# Trecho do texto
◇ ◇ ◇

Associar a literatura a valores, acredita Dias, é um mote para a censura, pois “estabelece paradigmas morais dentro dos quais a obra deve se mover”. E isso incluiria as “palavras de baixo calão” apontadas pelos críticos de “O avesso da pele”.

— Livros com palavrões apenas trazem situações cotidianas, que estão longe de escandalizar os mais jovens — diz a professora. — Ao contrário, encenam paixões, dão relevo a emoções específicas, constroem o tecido da expressão na obra.

Alvo da perseguição mais recente, Jeferson Tenório cita o despreparo que resulta em censura.

— Vejo dois movimentos nestas ações — ele comenta. — Um ponto vem do ambiente escolar, onde há um despreparo tanto para entender o que é a linguagem literária quanto para se lidar com temas sensíveis em sala. O segundo ponto é o cruzamento disso com um pensamento ideológico conservador ou mesmo de extrema-direita, que escolhe um objeto como inimigo. E este objeto é o livro, é a linguagem.

Tenório diz que as passagens que envolvem sexo e a terminologia usada não são gratuitas, mas têm o sentido de reforçar a sexualização dos corpos negros, um dos temas do romance. Ele acredita que o desconforto causado por sua obra não tem a ver com a história — “até porque quem está atacando provavelmente não leu o livro”, diz o escritor. De fato, o governador de Goiás, Ronaldo Caiado, admitiu em entrevista ao UOL que não havia tido “coragem” de ler o romance.

— O livro serve de capital político para que se perpetue a informação falsa de que o governo está distribuindo livros “pornográficos” para adolescentes, o que é parte de uma estratégia (política) — opina Jeferson.

"Efeito Streisand"
Como acontece com frequência nesses casos, “O avesso da pele” se beneficiou do chamado “efeito Streisand” — fenômeno em que uma tentativa de censurar um tipo de informação se volta contra o censor. Após os ataques, as vendas do livro aumentaram em 400%. Caso clássico do “efeito Streisand” ocorreu na Bienal do Livro de 2019, quando o então prefeito do Rio, Marcelo Crivella, mandou ocultar, sob pena de recolhimento dos estandes, o romance gráfico “Vingadores, a cruzada das crianças”, que trazia cena de dois personagens masculinos se beijando. A tentativa de censura não apenas fracassou judicialmente como gerou mobilização do público, com divulgação não apenas do livro em questão, como também para outros títulos de conteúdo LGBTQIAPN+.

Isso não significa, todavia, que os ataques sejam comemorados. Cerceamentos ao conteúdo dos livros podem limitar a diversidade dos acervos públicos, prejudicando pessoas que têm bibliotecas como fonte única de leitura, acredita Dante Cid. Também podem incentivar a autocensura em autores que pretendem ter seus livros adotados nas escolas, além de ser uma fonte permanente de ansiedade para agentes de leitura que sofrem pressões. Em 2021, uma professora foi afastada de uma turma de um colégio de Salvador (BA) por indicar “Olhos d’água”, de Conceição Evaristo, que trata de violência contra mulheres negras.

◇ ◇ ◇

# Registros disponíveis
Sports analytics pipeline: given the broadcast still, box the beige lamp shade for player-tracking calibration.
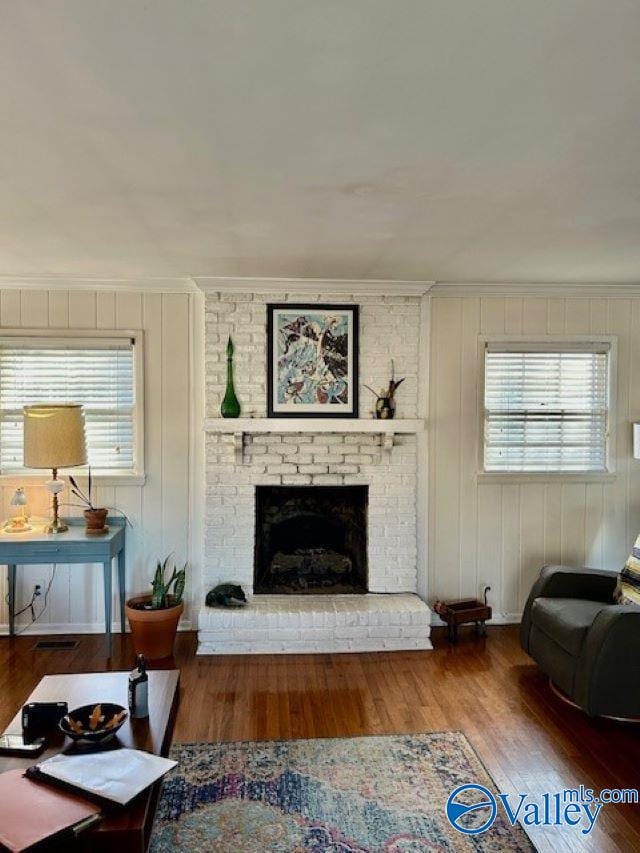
[24,404,87,468]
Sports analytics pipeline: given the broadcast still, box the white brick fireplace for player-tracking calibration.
[199,292,431,654]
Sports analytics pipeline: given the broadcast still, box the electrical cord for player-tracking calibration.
[6,564,58,637]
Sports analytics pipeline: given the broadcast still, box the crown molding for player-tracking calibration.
[429,281,640,299]
[0,275,199,293]
[193,276,434,296]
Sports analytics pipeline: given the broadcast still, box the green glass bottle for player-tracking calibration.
[220,335,240,418]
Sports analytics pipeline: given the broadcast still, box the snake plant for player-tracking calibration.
[151,554,187,610]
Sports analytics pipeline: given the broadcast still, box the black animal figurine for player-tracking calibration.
[205,583,247,607]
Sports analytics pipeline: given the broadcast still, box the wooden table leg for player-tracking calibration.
[7,564,16,636]
[118,548,127,634]
[102,560,112,657]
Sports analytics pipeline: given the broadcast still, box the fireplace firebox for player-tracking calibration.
[254,486,368,595]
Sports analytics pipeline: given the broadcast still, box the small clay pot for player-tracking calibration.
[84,509,109,536]
[125,595,184,660]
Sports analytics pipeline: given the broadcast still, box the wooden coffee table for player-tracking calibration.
[0,669,180,853]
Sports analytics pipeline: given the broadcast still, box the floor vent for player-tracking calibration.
[33,640,78,652]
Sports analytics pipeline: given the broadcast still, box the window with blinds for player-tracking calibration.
[0,337,136,473]
[484,343,610,472]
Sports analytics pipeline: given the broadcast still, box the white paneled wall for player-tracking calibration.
[428,296,640,621]
[0,289,195,633]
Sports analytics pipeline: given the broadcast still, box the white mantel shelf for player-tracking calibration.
[204,418,425,435]
[204,418,426,462]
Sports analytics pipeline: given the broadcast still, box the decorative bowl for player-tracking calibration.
[59,702,127,743]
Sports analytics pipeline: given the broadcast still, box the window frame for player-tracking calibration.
[476,334,618,483]
[0,328,146,486]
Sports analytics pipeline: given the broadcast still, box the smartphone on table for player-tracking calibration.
[0,734,46,758]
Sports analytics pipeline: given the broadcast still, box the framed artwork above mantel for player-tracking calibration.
[267,303,359,418]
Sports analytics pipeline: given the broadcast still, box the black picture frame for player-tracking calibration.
[267,302,360,418]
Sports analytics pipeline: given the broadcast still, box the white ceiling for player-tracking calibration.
[0,0,640,282]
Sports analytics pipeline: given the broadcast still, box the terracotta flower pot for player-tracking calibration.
[84,509,109,536]
[125,595,184,660]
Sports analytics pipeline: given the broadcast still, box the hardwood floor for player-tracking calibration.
[0,627,640,853]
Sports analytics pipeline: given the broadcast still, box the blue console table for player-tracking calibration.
[0,518,126,657]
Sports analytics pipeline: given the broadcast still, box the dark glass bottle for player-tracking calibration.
[129,655,149,719]
[220,335,240,418]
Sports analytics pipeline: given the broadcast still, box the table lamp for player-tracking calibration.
[4,486,31,533]
[24,404,87,533]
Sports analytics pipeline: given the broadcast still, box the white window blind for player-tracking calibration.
[0,337,136,473]
[484,344,609,472]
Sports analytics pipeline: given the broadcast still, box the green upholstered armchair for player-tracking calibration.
[520,566,640,718]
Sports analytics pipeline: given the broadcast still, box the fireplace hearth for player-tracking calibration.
[254,486,368,595]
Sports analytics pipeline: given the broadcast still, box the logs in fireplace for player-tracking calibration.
[254,486,368,595]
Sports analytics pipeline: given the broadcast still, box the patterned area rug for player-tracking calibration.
[150,732,534,853]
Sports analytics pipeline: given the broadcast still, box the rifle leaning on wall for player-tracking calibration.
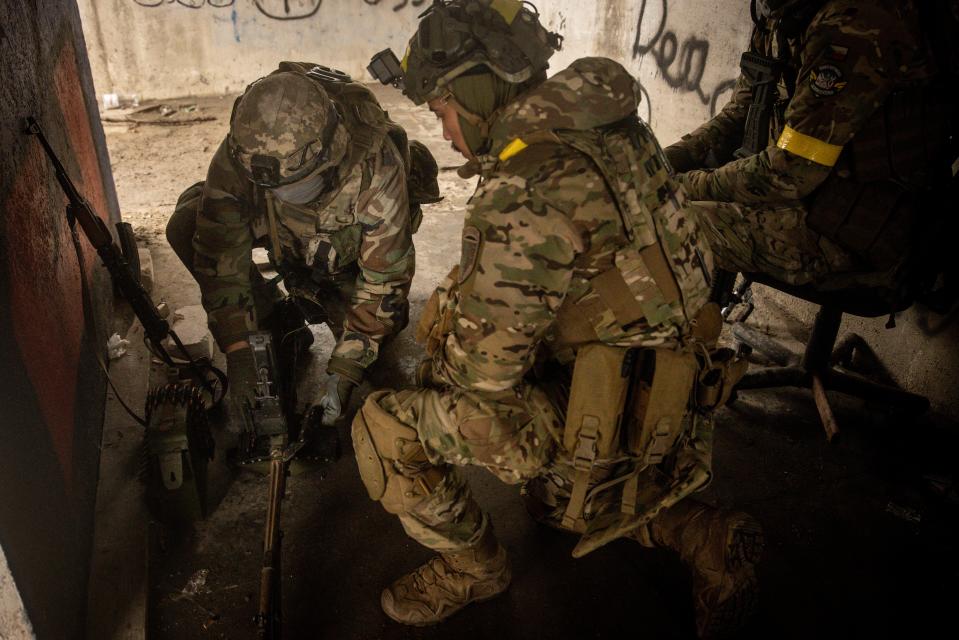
[24,116,226,403]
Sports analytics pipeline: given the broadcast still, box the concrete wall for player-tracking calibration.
[0,0,118,639]
[80,0,959,417]
[79,0,751,139]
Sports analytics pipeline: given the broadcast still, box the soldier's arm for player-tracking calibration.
[680,1,917,205]
[432,168,579,392]
[664,75,752,173]
[329,139,415,382]
[193,140,256,351]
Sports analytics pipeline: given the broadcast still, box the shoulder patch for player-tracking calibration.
[459,225,483,284]
[809,64,846,98]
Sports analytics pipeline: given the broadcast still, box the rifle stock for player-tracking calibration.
[24,116,226,403]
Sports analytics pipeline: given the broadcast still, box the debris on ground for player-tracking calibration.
[886,502,922,524]
[107,333,130,360]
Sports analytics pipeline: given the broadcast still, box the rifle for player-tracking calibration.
[248,328,339,640]
[24,116,226,404]
[733,51,779,158]
[254,441,304,640]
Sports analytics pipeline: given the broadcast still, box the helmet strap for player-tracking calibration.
[445,93,488,139]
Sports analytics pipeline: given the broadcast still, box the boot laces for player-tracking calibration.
[404,556,451,593]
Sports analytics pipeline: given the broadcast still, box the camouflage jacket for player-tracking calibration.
[193,109,415,377]
[668,0,932,204]
[421,58,712,393]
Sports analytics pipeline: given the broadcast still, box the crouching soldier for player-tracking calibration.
[167,62,438,453]
[353,0,762,636]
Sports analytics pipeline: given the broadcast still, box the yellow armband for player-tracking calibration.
[776,126,842,167]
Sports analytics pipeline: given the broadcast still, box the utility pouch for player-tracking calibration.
[330,224,363,270]
[563,342,631,466]
[416,265,460,356]
[563,342,632,530]
[626,348,699,465]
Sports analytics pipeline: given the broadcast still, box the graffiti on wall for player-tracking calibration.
[633,0,736,115]
[363,0,426,11]
[133,0,324,20]
[133,0,234,9]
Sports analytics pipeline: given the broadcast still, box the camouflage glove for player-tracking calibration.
[416,358,440,389]
[663,144,701,173]
[320,373,356,427]
[226,346,256,421]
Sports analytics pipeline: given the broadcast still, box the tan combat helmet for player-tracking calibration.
[369,0,563,105]
[227,71,348,187]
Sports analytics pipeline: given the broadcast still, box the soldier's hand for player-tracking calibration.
[320,373,356,427]
[663,144,698,173]
[226,345,257,420]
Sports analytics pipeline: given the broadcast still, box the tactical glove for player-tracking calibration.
[226,346,257,421]
[663,144,700,173]
[320,373,356,427]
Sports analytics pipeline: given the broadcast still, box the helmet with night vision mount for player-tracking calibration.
[369,0,563,104]
[227,71,349,188]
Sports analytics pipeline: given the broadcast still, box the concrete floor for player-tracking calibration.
[101,87,959,640]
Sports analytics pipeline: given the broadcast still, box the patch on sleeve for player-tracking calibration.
[459,225,482,284]
[809,64,846,98]
[826,44,849,62]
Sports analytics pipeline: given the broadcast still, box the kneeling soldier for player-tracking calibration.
[167,62,438,444]
[353,0,762,636]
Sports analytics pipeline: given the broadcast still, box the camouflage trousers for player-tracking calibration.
[366,386,562,552]
[354,386,684,552]
[166,182,356,338]
[687,201,855,285]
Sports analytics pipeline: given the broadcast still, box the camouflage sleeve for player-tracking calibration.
[681,0,918,203]
[193,140,256,349]
[663,76,752,172]
[432,151,583,392]
[329,139,415,381]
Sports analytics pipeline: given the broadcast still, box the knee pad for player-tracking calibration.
[352,391,441,513]
[166,182,204,262]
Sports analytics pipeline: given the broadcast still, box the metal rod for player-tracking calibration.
[812,373,839,444]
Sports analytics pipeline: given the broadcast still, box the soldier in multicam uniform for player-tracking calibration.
[665,0,951,288]
[167,62,438,436]
[353,0,762,637]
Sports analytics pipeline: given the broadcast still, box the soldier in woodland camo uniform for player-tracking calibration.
[167,62,435,424]
[666,0,948,286]
[353,0,762,636]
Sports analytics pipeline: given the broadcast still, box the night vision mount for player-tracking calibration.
[366,49,405,91]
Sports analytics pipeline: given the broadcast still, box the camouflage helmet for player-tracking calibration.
[227,71,348,187]
[401,0,563,104]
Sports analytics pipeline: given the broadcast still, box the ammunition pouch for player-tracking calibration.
[563,343,748,557]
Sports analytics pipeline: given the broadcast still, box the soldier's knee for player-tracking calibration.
[352,391,436,514]
[166,182,203,268]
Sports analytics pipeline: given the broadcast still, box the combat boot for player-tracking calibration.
[633,500,764,639]
[380,527,511,627]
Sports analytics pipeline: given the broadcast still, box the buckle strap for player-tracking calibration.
[563,415,599,530]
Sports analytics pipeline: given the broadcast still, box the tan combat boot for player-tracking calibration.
[380,528,511,627]
[634,500,764,639]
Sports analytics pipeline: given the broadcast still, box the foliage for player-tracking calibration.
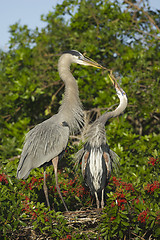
[0,0,160,239]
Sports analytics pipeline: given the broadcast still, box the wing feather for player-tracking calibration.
[17,118,69,179]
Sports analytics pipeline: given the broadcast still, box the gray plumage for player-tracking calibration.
[76,78,127,208]
[17,50,102,210]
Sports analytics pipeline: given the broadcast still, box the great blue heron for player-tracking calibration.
[17,50,102,211]
[76,74,127,208]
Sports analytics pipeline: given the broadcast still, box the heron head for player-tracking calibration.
[64,50,104,68]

◇ ◇ ◇

# Tarefas
[1] Como fica o texto sobre censura de livros, de "Tenório diz que" até "(política) — opina Jeferson.", inclusive, se você reescrever esse trecho trocando "romance" por "livro"?
[2] Como ficam, em lista numerada e sem as linhas em branco, os registros da linha que contém "camouflage sleeve for player-tracking calibration." até a linha que contém "[17,50,102,210]", inclusive, deixando de fora as imagens?
Os registros não têm relação alguma com o texto sobre censura de livros.

# Respostas a seguir
[1]
Tenório diz que as passagens que envolvem sexo e a terminologia usada não são gratuitas, mas têm o sentido de reforçar a sexualização dos corpos negros, um dos temas do livro. Ele acredita que o desconforto causado por sua obra não tem a ver com a história — “até porque quem está atacando provavelmente não leu o livro”, diz o escritor. De fato, o governador de Goiás, Ronaldo Caiado, admitiu em entrevista ao UOL que não havia tido “coragem” de ler o livro.

— O livro serve de capital político para que se perpetue a informação falsa de que o governo está distribuindo livros “pornográficos” para adolescentes, o que é parte de uma estratégia (política) — opina Jeferson.

[2]
1. Sports analytics pipeline: given the broadcast still, box the camouflage sleeve for player-tracking calibration.
2. [681,0,918,203]
3. [193,140,256,349]
4. [663,76,752,172]
5. [432,151,583,392]
6. [329,139,415,381]
7. Sports analytics pipeline: given the broadcast still, box the knee pad for player-tracking calibration.
8. [352,391,441,513]
9. [166,182,204,262]
10. Sports analytics pipeline: given the broadcast still, box the metal rod for player-tracking calibration.
11. [812,373,839,444]
12. Sports analytics pipeline: given the broadcast still, box the soldier in multicam uniform for player-tracking calibration.
13. [665,0,951,288]
14. [167,62,438,436]
15. [353,0,762,637]
16. Sports analytics pipeline: given the broadcast still, box the soldier in woodland camo uniform for player-tracking calibration.
17. [167,62,435,424]
18. [666,0,948,286]
19. [353,0,762,636]
20. Sports analytics pipeline: given the broadcast still, box the night vision mount for player-tracking calibration.
21. [366,49,405,91]
22. Sports analytics pipeline: given the broadcast still, box the camouflage helmet for player-tracking calibration.
23. [227,71,348,187]
24. [401,0,563,104]
25. Sports analytics pipeline: given the broadcast still, box the ammunition pouch for player-tracking calibration.
26. [563,343,748,557]
27. Sports analytics pipeline: given the broadcast still, box the soldier's knee for player-tracking calibration.
28. [352,391,436,514]
29. [166,182,203,268]
30. Sports analytics pipeline: given the broadcast still, box the combat boot for player-tracking calibration.
31. [633,500,764,639]
32. [380,527,511,627]
33. Sports analytics pipeline: given the broadcast still, box the buckle strap for player-tracking calibration.
34. [563,415,599,530]
35. Sports analytics pipeline: given the broadcast still, box the tan combat boot for player-tracking calibration.
36. [380,528,511,627]
37. [634,500,764,639]
38. Sports analytics pipeline: given the broadcast still, box the foliage for player-tracking calibration.
39. [0,0,160,239]
40. Sports analytics pipeline: given the broadcast still, box the wing feather for player-tracking calibration.
41. [17,118,69,179]
42. Sports analytics pipeline: given the broadcast still, box the gray plumage for player-tracking calibration.
43. [76,78,127,208]
44. [17,50,102,210]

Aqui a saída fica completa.